» **THE DATA**:
++++++++++

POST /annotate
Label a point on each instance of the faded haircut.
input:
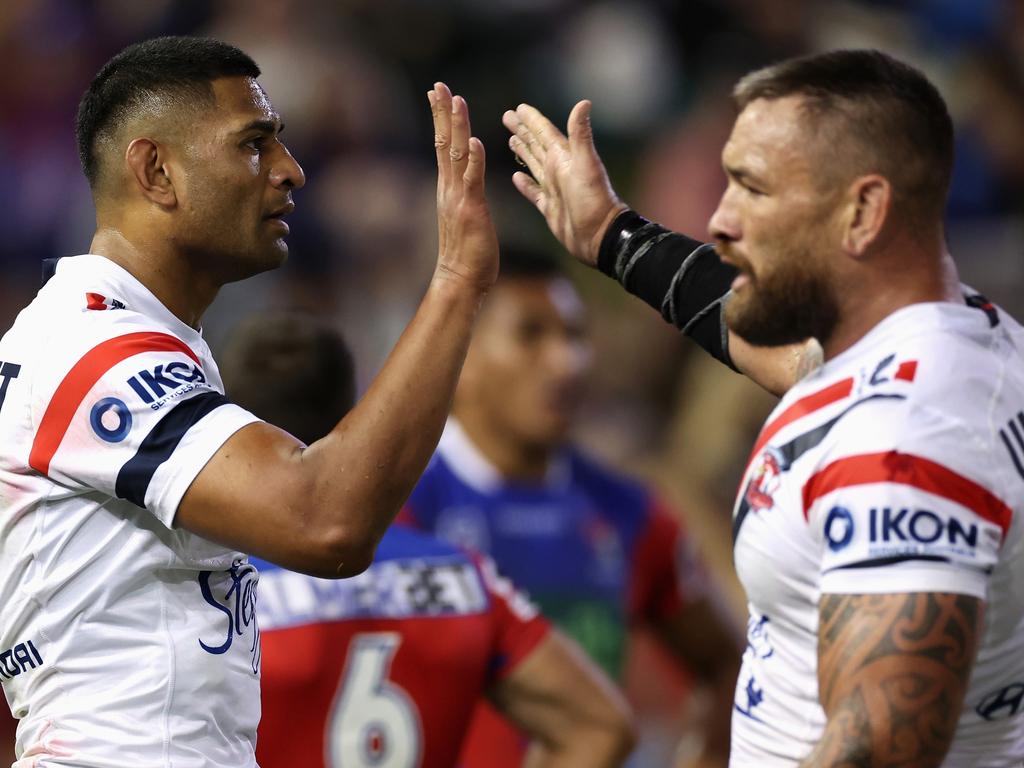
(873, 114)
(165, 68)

++++++++++

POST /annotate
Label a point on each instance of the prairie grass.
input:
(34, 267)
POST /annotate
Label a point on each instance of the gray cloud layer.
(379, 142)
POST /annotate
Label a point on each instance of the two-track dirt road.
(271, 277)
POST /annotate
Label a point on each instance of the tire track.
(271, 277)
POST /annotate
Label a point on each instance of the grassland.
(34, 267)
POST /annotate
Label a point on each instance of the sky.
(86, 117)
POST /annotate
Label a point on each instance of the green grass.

++++++++++

» **YOUR INSTRUCTIONS**: Return, unchanged, the run of lines above that opens with the line containing "Label a point on each instance of the tire" and closes with the line containing "Label a point on each instance of the green". Include both.

» **RESULT BELOW**:
Label a point on each instance of the tire track.
(271, 277)
POST /annotate
Label a point on each instance of the grassland.
(34, 267)
POST /annotate
Label a point on each instance of the sky.
(86, 117)
POST /annotate
Label a point on each instance of the green grass.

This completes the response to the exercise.